- WHAT IS ASKED: Please report every line of the items below that contains the word "paddy", reproducing each line in full. Case counts.
── MATERIAL FOR THE TASK
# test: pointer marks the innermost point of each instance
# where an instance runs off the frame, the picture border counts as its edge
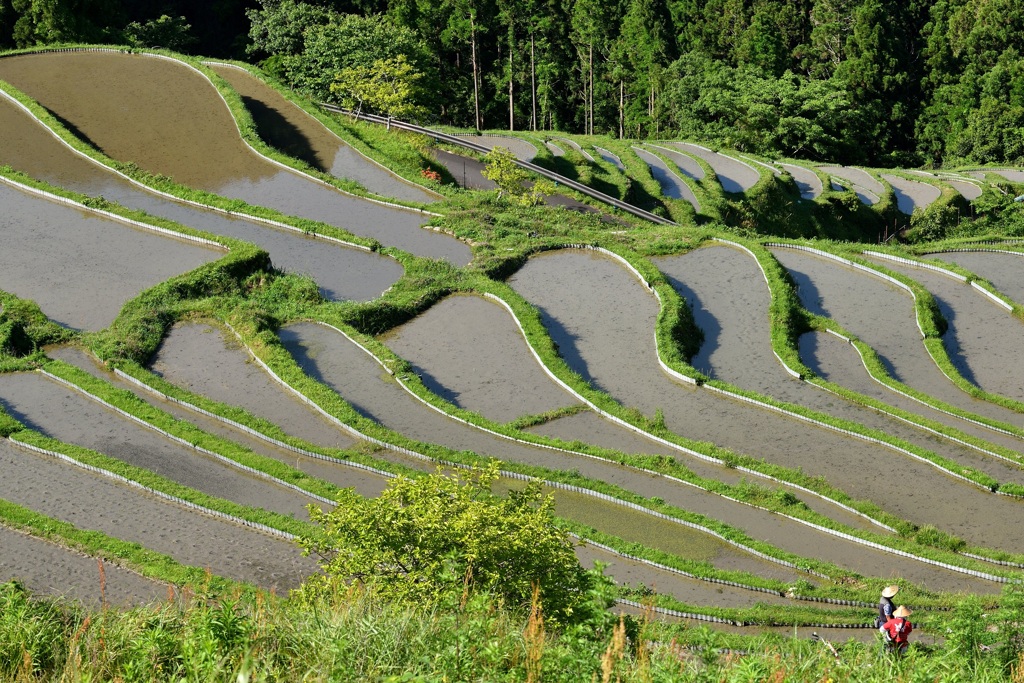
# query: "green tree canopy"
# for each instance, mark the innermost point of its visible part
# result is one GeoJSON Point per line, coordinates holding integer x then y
{"type": "Point", "coordinates": [436, 535]}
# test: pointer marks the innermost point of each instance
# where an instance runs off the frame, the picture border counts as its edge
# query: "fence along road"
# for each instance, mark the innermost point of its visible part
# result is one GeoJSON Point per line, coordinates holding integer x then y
{"type": "Point", "coordinates": [551, 175]}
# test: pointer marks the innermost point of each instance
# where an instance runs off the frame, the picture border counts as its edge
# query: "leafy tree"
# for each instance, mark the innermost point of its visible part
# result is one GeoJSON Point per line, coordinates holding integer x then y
{"type": "Point", "coordinates": [437, 535]}
{"type": "Point", "coordinates": [387, 87]}
{"type": "Point", "coordinates": [173, 34]}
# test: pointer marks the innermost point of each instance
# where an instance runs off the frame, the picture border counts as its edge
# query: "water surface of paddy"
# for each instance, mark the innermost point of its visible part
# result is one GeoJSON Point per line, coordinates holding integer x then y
{"type": "Point", "coordinates": [602, 319]}
{"type": "Point", "coordinates": [730, 300]}
{"type": "Point", "coordinates": [51, 570]}
{"type": "Point", "coordinates": [343, 273]}
{"type": "Point", "coordinates": [290, 129]}
{"type": "Point", "coordinates": [170, 120]}
{"type": "Point", "coordinates": [1004, 269]}
{"type": "Point", "coordinates": [55, 411]}
{"type": "Point", "coordinates": [984, 341]}
{"type": "Point", "coordinates": [366, 483]}
{"type": "Point", "coordinates": [93, 502]}
{"type": "Point", "coordinates": [884, 317]}
{"type": "Point", "coordinates": [79, 266]}
{"type": "Point", "coordinates": [470, 351]}
{"type": "Point", "coordinates": [206, 360]}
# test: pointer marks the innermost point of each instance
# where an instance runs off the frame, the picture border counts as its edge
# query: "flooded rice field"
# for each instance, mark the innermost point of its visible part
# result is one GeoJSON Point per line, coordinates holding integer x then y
{"type": "Point", "coordinates": [603, 325]}
{"type": "Point", "coordinates": [48, 569]}
{"type": "Point", "coordinates": [289, 129]}
{"type": "Point", "coordinates": [210, 361]}
{"type": "Point", "coordinates": [60, 413]}
{"type": "Point", "coordinates": [672, 185]}
{"type": "Point", "coordinates": [686, 164]}
{"type": "Point", "coordinates": [734, 175]}
{"type": "Point", "coordinates": [170, 120]}
{"type": "Point", "coordinates": [1004, 269]}
{"type": "Point", "coordinates": [868, 189]}
{"type": "Point", "coordinates": [343, 273]}
{"type": "Point", "coordinates": [884, 317]}
{"type": "Point", "coordinates": [807, 180]}
{"type": "Point", "coordinates": [911, 195]}
{"type": "Point", "coordinates": [610, 158]}
{"type": "Point", "coordinates": [80, 266]}
{"type": "Point", "coordinates": [724, 287]}
{"type": "Point", "coordinates": [470, 351]}
{"type": "Point", "coordinates": [984, 341]}
{"type": "Point", "coordinates": [366, 483]}
{"type": "Point", "coordinates": [93, 502]}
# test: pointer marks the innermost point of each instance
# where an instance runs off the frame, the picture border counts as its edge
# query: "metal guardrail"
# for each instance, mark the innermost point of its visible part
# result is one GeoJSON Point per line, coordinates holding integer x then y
{"type": "Point", "coordinates": [461, 141]}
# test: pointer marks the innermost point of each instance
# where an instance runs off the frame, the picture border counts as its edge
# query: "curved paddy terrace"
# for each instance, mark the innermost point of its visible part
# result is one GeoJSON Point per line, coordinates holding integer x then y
{"type": "Point", "coordinates": [365, 482]}
{"type": "Point", "coordinates": [911, 195]}
{"type": "Point", "coordinates": [807, 180]}
{"type": "Point", "coordinates": [603, 326]}
{"type": "Point", "coordinates": [323, 354]}
{"type": "Point", "coordinates": [91, 501]}
{"type": "Point", "coordinates": [672, 185]}
{"type": "Point", "coordinates": [863, 183]}
{"type": "Point", "coordinates": [1004, 269]}
{"type": "Point", "coordinates": [170, 120]}
{"type": "Point", "coordinates": [734, 175]}
{"type": "Point", "coordinates": [209, 361]}
{"type": "Point", "coordinates": [483, 365]}
{"type": "Point", "coordinates": [687, 165]}
{"type": "Point", "coordinates": [290, 129]}
{"type": "Point", "coordinates": [81, 266]}
{"type": "Point", "coordinates": [54, 410]}
{"type": "Point", "coordinates": [341, 272]}
{"type": "Point", "coordinates": [725, 289]}
{"type": "Point", "coordinates": [883, 315]}
{"type": "Point", "coordinates": [46, 568]}
{"type": "Point", "coordinates": [984, 341]}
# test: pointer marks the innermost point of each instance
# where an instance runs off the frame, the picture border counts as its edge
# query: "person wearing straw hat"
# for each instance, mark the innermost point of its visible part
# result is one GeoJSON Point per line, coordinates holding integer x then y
{"type": "Point", "coordinates": [897, 631]}
{"type": "Point", "coordinates": [886, 606]}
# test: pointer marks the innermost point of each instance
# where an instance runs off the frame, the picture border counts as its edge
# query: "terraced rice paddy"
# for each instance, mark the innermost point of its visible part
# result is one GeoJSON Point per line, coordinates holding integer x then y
{"type": "Point", "coordinates": [156, 107]}
{"type": "Point", "coordinates": [79, 265]}
{"type": "Point", "coordinates": [342, 273]}
{"type": "Point", "coordinates": [474, 364]}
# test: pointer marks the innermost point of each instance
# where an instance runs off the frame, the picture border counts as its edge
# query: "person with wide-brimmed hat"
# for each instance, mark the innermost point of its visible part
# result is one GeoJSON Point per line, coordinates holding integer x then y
{"type": "Point", "coordinates": [897, 630]}
{"type": "Point", "coordinates": [886, 606]}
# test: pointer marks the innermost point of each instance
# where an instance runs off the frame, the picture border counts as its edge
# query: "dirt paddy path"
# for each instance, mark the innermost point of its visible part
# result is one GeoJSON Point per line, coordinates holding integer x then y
{"type": "Point", "coordinates": [1004, 269]}
{"type": "Point", "coordinates": [79, 266]}
{"type": "Point", "coordinates": [366, 483]}
{"type": "Point", "coordinates": [324, 355]}
{"type": "Point", "coordinates": [210, 361]}
{"type": "Point", "coordinates": [984, 341]}
{"type": "Point", "coordinates": [672, 185]}
{"type": "Point", "coordinates": [170, 120]}
{"type": "Point", "coordinates": [290, 129]}
{"type": "Point", "coordinates": [884, 317]}
{"type": "Point", "coordinates": [734, 175]}
{"type": "Point", "coordinates": [730, 301]}
{"type": "Point", "coordinates": [51, 570]}
{"type": "Point", "coordinates": [602, 319]}
{"type": "Point", "coordinates": [50, 408]}
{"type": "Point", "coordinates": [468, 350]}
{"type": "Point", "coordinates": [93, 502]}
{"type": "Point", "coordinates": [343, 273]}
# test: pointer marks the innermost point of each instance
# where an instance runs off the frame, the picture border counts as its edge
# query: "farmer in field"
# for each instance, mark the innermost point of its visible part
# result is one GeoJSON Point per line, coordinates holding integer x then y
{"type": "Point", "coordinates": [897, 630]}
{"type": "Point", "coordinates": [886, 606]}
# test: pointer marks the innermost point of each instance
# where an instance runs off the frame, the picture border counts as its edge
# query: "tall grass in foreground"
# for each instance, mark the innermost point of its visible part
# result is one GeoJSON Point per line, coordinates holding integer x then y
{"type": "Point", "coordinates": [364, 638]}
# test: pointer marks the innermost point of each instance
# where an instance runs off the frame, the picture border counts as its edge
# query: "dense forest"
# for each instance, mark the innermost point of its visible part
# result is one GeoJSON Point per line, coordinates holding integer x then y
{"type": "Point", "coordinates": [887, 82]}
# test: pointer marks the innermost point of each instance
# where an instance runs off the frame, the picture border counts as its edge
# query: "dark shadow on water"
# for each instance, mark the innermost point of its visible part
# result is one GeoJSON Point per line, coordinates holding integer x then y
{"type": "Point", "coordinates": [276, 131]}
{"type": "Point", "coordinates": [74, 130]}
{"type": "Point", "coordinates": [708, 324]}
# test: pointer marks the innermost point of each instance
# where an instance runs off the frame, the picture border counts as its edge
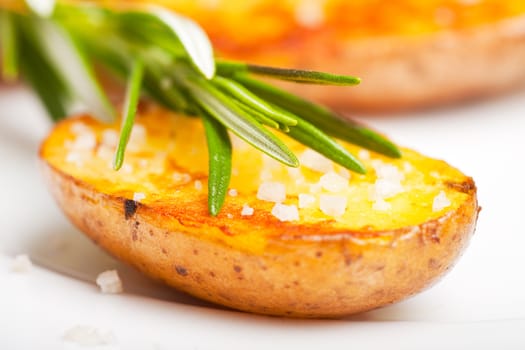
────
- ANSWER TO THIS EXERCISE:
# query: "water surface of paddy"
# query: "curved paddy terrace"
# query: "terraced rice paddy"
# query: "dirt paddy path"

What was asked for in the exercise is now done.